_SEITENTEXT_
>>
Dali ist ausgesprochen schön und vor allem ruhig. Die Stadt liegt in einem Tal zwischen wunderschönen Bergen und und einem sehr großen See. Wir verbrachten den ersten Tag damit, durch die Gassen zu schlendern und von den zahlreichen lokalen Snacks zu probieren. Unter anderem kann man in Dali „Erkuai“ und „Rushan“ essen. Bei ersteren handelt es sich um eine Art Reiskuchen mit verschiedenen Auflagen, während „Rushan“ im Prinzip gebratener Joghurt ist.
Die Kultur der ganzen Region ist vor allem geprägt von den „Bai“, einer chinesischen Minderheit. In Sichuan und vor allem Yunnan gibt die meisten Minderheiten in der Volksrepublik. Man trifft auf Tibeter, Bai, Naxi und viele andere Volksgruppen. China ist nämlich alles andere als eine ethnische homogene Gesellschaft (oder eine homogene Gesellschaft im Allgemeinen). Insgesamt gibt es zusätzlich zu den Han, die die Mehrheit bilden, 55 ethnische Minderheiten im Reich der Mitte. Obwohl das natürlich zu Konflikten führen kann (sie Tibeter/Uyghuren) hatte ich den Eindruck, dass diese Minderheiten meist wie selbstverständlich Teil der Gesellschaft sind und ein harmonisches Verhältnis herrscht. Direkt neben meiner Einsatzstelle befindet sich z. B. eine Moschee der muslimischen Gemeinde mitsamt Minarett und ich habe noch nie gehört, dass sich jemand deswegen beschwert hat. Bei Facebook existiert auch ein Bild davon. Ich möchte daraus jetzt nicht ableiten, dass die chinesische Gesellschaft toleranter und offener ist als europäische Gesellschaften, dafür kenne ich mich schlichtweg nicht gut genug aus, aber es sollte einem zumindest zum Nachdenken anregen, wie man sein eigenes und andere Länder bewertet.
<<
_ZU ERLEDIGENDE AUFGABEN_
1/ Gib den Abschnitt aus dem Text über Dali wortgetreu wieder, von "Dali ist ausgesprochen" bis einschließlich "gebratener Joghurt ist.".
2/ Wie viele ethnische Minderheiten gibt es laut dem Text über Dali zusätzlich zu den Han in China?
3/ Prüfe, ob die folgenden Aussagen mit dem Text über Dali übereinstimmen, und belege jede Antwort mit den entscheidenden Worten des Textes: (a) Neben der Einsatzstelle steht eine Moschee mit Minarett. (b) Die Han bilden in China eine Minderheit. (c) Im Text wird gefolgert, dass die chinesische Gesellschaft toleranter ist als europäische Gesellschaften.

_FOLGENDE DATEN_
>>
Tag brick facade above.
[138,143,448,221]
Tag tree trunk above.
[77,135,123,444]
<<
_SCHRIFTLICHE ANTWORTEN_
1/
Dali ist ausgesprochen schön und vor allem ruhig. Die Stadt liegt in einem Tal zwischen wunderschönen Bergen und und einem sehr großen See. Wir verbrachten den ersten Tag damit, durch die Gassen zu schlendern und von den zahlreichen lokalen Snacks zu probieren. Unter anderem kann man in Dali „Erkuai“ und „Rushan“ essen. Bei ersteren handelt es sich um eine Art Reiskuchen mit verschiedenen Auflagen, während „Rushan“ im Prinzip gebratener Joghurt ist.

2/ Es gibt 55 ethnische Minderheiten.

3/
(a) Ja: „Direkt neben meiner Einsatzstelle befindet sich z. B. eine Moschee der muslimischen Gemeinde mitsamt Minarett“
(b) Nein: „zusätzlich zu den Han, die die Mehrheit bilden“
(c) Nein: „Ich möchte daraus jetzt nicht ableiten, dass die chinesische Gesellschaft toleranter und offener ist als europäische Gesellschaften“